__Objective__
Copy every line of the data below word for word, changing nothing.

○ ○ ○ ○ ○ ○ ○

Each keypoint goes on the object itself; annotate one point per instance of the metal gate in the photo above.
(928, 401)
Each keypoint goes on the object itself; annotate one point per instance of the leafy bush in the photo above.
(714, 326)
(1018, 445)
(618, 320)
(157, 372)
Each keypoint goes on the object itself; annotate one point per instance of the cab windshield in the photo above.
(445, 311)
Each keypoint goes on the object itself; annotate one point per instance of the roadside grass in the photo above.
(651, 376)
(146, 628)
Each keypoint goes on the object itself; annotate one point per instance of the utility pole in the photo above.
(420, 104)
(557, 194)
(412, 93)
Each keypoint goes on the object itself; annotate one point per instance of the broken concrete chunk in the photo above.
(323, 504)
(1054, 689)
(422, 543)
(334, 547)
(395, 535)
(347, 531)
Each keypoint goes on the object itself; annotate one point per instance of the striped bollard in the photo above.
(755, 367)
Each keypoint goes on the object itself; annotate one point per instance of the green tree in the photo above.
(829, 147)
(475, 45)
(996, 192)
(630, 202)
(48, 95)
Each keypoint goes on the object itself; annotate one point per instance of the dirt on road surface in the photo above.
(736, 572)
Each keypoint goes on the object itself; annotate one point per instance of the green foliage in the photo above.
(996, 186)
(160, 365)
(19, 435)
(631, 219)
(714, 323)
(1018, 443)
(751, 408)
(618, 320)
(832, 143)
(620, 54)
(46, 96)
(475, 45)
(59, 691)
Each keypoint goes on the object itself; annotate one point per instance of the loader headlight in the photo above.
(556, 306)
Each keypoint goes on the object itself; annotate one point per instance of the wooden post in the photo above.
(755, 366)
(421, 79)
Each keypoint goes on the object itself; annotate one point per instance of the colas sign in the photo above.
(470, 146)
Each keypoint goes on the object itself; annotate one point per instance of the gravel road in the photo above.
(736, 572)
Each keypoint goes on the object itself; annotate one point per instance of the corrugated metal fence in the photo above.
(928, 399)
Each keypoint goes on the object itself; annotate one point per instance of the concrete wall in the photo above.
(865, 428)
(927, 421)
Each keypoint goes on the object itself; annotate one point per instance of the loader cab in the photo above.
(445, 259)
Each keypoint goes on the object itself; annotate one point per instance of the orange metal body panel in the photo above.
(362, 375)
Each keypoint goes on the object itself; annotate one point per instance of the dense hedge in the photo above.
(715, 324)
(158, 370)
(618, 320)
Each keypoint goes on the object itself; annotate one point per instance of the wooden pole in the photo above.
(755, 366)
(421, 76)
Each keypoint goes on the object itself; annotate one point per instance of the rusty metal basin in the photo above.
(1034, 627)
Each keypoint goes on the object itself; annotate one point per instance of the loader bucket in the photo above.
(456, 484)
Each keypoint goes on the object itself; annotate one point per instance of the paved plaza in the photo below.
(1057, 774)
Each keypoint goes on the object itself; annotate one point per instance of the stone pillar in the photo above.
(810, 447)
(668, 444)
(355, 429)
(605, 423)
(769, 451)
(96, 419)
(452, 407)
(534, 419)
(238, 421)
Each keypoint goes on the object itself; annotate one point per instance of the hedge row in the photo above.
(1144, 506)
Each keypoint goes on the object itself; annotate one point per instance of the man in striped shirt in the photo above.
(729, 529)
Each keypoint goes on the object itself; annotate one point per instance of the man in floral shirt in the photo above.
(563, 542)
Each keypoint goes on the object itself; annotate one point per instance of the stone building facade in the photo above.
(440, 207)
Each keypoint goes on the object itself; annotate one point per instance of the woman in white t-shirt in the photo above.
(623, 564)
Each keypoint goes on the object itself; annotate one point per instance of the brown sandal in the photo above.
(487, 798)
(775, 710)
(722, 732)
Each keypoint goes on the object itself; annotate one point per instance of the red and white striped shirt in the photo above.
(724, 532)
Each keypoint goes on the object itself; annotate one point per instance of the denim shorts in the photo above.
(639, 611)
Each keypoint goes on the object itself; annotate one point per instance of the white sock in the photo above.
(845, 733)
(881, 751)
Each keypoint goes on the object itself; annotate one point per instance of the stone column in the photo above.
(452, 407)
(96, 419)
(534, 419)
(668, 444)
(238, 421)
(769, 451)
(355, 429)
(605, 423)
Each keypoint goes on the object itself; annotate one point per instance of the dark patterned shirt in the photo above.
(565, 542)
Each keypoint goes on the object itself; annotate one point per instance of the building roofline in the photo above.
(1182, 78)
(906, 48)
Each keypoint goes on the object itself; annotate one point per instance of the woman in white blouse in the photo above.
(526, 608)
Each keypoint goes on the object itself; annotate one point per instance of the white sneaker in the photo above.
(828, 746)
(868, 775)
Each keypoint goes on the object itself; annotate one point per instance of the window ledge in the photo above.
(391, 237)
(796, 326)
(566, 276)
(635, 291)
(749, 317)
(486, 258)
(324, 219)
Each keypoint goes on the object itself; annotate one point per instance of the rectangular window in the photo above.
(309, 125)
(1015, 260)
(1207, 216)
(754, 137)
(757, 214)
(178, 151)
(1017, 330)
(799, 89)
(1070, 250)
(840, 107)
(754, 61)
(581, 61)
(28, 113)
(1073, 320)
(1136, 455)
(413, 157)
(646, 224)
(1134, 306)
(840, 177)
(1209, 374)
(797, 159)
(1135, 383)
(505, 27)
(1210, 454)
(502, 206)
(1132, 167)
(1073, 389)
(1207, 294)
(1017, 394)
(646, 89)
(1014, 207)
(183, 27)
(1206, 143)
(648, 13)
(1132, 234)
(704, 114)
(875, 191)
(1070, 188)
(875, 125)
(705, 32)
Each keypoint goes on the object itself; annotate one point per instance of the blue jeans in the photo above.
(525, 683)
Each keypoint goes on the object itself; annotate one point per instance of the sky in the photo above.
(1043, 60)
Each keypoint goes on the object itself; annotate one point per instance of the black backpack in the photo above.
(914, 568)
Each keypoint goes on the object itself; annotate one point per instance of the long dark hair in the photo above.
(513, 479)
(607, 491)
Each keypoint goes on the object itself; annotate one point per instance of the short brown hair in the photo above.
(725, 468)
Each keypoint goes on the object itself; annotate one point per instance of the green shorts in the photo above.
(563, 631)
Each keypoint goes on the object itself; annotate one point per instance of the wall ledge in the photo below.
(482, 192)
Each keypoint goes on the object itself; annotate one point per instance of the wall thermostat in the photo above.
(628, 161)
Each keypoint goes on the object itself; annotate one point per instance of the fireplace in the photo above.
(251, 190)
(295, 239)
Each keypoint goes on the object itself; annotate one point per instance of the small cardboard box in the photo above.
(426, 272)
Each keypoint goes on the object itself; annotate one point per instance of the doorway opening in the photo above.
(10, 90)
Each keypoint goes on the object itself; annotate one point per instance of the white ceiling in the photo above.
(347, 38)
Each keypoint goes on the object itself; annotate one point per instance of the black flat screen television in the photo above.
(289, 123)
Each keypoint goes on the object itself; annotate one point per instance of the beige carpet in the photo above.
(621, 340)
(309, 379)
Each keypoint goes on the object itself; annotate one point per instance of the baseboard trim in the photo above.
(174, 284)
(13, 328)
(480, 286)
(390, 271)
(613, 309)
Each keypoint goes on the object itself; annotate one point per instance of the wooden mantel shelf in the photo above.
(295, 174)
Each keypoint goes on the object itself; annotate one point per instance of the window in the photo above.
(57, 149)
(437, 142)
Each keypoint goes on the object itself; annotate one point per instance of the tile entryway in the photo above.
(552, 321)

○ ○ ○ ○ ○ ○ ○

__Answer to this task__
Each keypoint goes on the object itself; annotate one point per instance of the metal gate in the photo above.
(928, 401)
Each keypoint goes on the object itself; annotate one point per instance of the leafy bush in the photo above.
(714, 326)
(1018, 445)
(618, 320)
(157, 372)
Each keypoint goes on the object itself; annotate one point per instance of the cab windshield in the photo above.
(445, 311)
Each keypoint goes on the object itself; annotate one point per instance of the roadside grass in the photo above.
(651, 376)
(146, 628)
Each keypoint goes on the object itself; annotate one point per instance of the utility pole in the photo above.
(420, 104)
(557, 194)
(412, 93)
Each keypoint goes on the object itself; annotate one point per instance of the broken concrete chunk in the photo above.
(323, 504)
(1054, 689)
(422, 543)
(334, 547)
(395, 535)
(347, 531)
Each keypoint goes on the object itself; annotate one point per instance of the striped bollard in the photo above.
(755, 367)
Each keypoint goes on the object itself; annotate one point per instance of the green tree in the photo above.
(829, 147)
(475, 45)
(996, 192)
(630, 202)
(48, 95)
Each keypoint goes on the object itself; annotate one point per instance of the dirt on road surface in the photo above.
(736, 572)
Each keypoint goes on the object itself; annotate one point per instance of the green foliage in the photo above.
(996, 186)
(160, 365)
(19, 435)
(631, 219)
(714, 323)
(1018, 443)
(751, 408)
(618, 320)
(832, 143)
(620, 54)
(46, 96)
(475, 45)
(59, 691)
Each keypoint goes on the object itself; annotate one point per instance of the loader headlight in the photo above.
(556, 306)
Each keypoint goes on the object itself; annotate one point per instance of the wooden post in the photo above.
(755, 366)
(421, 79)
Each keypoint goes on the object itself; annotate one point per instance of the colas sign in the photo above.
(470, 146)
Each keypoint goes on the object itself; annotate one point per instance of the gravel road in the photo above.
(736, 572)
Each keypoint goes on the object itself; annotate one point per instance of the corrugated metal fence in the photo above.
(928, 399)
Each keypoint goes on the object itself; annotate one point per instance of the concrete wall in the photo above.
(865, 428)
(927, 421)
Each keypoint goes on the object itself; annotate one point per instance of the loader cab in the photo above.
(445, 259)
Each keypoint goes on the object itself; annotate one point per instance of the orange metal body panel in the photo above.
(362, 375)
Each keypoint goes on the object itself; annotate one point per instance of the dense hedge in the photo above.
(715, 324)
(158, 370)
(618, 320)
Each keypoint goes on the object itself; annotate one point per instance of the wooden pole in the photo above.
(755, 366)
(421, 76)
Each keypoint goes on the object itself; annotate one point per instance of the rusty metal basin in the photo above.
(1034, 627)
Each keypoint goes on the object itself; annotate one point per instance of the loader bucket in the photo above.
(456, 484)
Each keypoint goes on the object itself; annotate one point per instance of the paved plaza in the photo below.
(1057, 774)
Each keypoint goes on the object itself; annotate one point per instance of the stone pillar in the photo above.
(810, 447)
(668, 444)
(355, 429)
(605, 423)
(769, 451)
(96, 419)
(452, 407)
(534, 419)
(238, 421)
Each keypoint goes on the object itself; annotate one point per instance of the hedge row in the photo above.
(1144, 506)
Each keypoint goes on the object itself; annotate one point per instance of the man in striped shirt in the photo above.
(729, 529)
Each keypoint goes on the object itself; annotate one point per instance of the man in floral shirt in the photo above.
(563, 542)
Each keypoint goes on the object itself; annotate one point per instance of the stone building facade in the photo above.
(440, 207)
Each keypoint goes on the object itself; annotate one point per instance of the woman in white t-shirt in the photo above.
(623, 564)
Each keypoint goes on the object itself; annotate one point per instance of the brown sandal in the photo above.
(487, 798)
(775, 710)
(722, 732)
Each keypoint goes on the object itself; annotate one point per instance of the red and white striped shirt in the photo above.
(724, 532)
Each keypoint goes on the object itself; annotate one point per instance of the denim shorts in the photo above.
(639, 611)
Each keypoint goes on the object itself; annotate one point per instance of the white sock in the photo above.
(845, 733)
(881, 751)
Each keypoint goes on the object itself; annotate one point per instance of the stone column in the photo above.
(452, 407)
(96, 419)
(534, 419)
(668, 444)
(238, 421)
(769, 451)
(355, 429)
(605, 423)
Each keypoint goes on the object itself; annotate one point per instance of the dark patterned shirt in the photo above.
(565, 542)
Each keypoint goes on the object itself; annotate one point per instance of the building roofline in the photo above.
(1182, 78)
(906, 48)
Each keypoint goes on the object itself; annotate one point per instance of the woman in white blouse in the photo above.
(526, 608)
Each keypoint goes on the object itself; annotate one point per instance of the white sneaker in the photo above.
(828, 746)
(868, 775)
Each keypoint goes on the object itself; annotate one point per instance of the window ledge in the photo above.
(391, 237)
(796, 326)
(566, 276)
(635, 291)
(749, 317)
(486, 258)
(324, 219)
Each keypoint goes on the object itself; annotate one point per instance of the rectangular window in the photo above.
(309, 125)
(1015, 260)
(1207, 216)
(754, 137)
(757, 214)
(178, 151)
(1017, 330)
(799, 89)
(1070, 250)
(840, 107)
(754, 61)
(581, 61)
(28, 113)
(1073, 320)
(1136, 455)
(413, 157)
(646, 224)
(1134, 306)
(840, 177)
(1209, 374)
(797, 159)
(1135, 383)
(505, 27)
(1210, 454)
(502, 206)
(1132, 167)
(1073, 389)
(1207, 294)
(1017, 394)
(646, 89)
(1014, 207)
(183, 27)
(1206, 143)
(648, 13)
(1132, 234)
(704, 114)
(875, 191)
(1070, 188)
(875, 125)
(705, 32)
Each keypoint goes on the object itself; annotate one point per instance of the blue jeans in the photo above.
(525, 683)
Each keypoint goes on the object itself; annotate one point per instance of the sky in the photo above.
(1043, 60)
Each keypoint goes on the object itself; annotate one point per instance of the black backpack in the photo above.
(914, 568)
Each keypoint goes on the object itself; annotate one point per instance of the long dark hair in the photo above.
(513, 479)
(607, 491)
Each keypoint goes on the object itself; annotate one point per instance of the short brown hair in the photo above.
(725, 468)
Each keypoint goes on the object itself; annotate one point per instance of the green shorts in the photo above.
(563, 631)
Each keypoint goes on the object itself; annotate one point per instance of the wall ledge in the photo below.
(482, 192)
Each keypoint goes on the object itself; annotate one point per instance of the wall thermostat in the photo above.
(628, 161)
Each keypoint goes on the object itself; annotate one point per instance of the fireplace in the photo above.
(251, 190)
(295, 239)
Each keypoint goes on the object itself; annotate one point per instance of the small cardboard box in the photo above.
(426, 272)
Each keypoint goes on the object itself; annotate one point per instance of the doorway opening in the photo above.
(10, 90)
Each keypoint goes on the object itself; annotate one point per instance of the white ceiling in the photo above.
(347, 38)
Each keypoint goes on the object itself; annotate one point per instance of the black flat screen television in the photo above.
(289, 123)
Each keypoint goes on the object itself; annotate one point per instance of the beige carpet in the photo above.
(621, 340)
(309, 379)
Each keypoint goes on the object itself; annotate one point per instance of the baseboard trim in the photo above.
(174, 284)
(13, 328)
(480, 286)
(390, 271)
(613, 309)
Each keypoint goes on the object itself; annotate one point per instance of the wooden mantel shelf in the photo above.
(295, 174)
Each keypoint goes on the object itself; annotate one point per instance of the window in the photo above.
(57, 149)
(437, 142)
Each keypoint goes on the object itself; annotate one point per instance of the tile entryway in the photo above.
(552, 321)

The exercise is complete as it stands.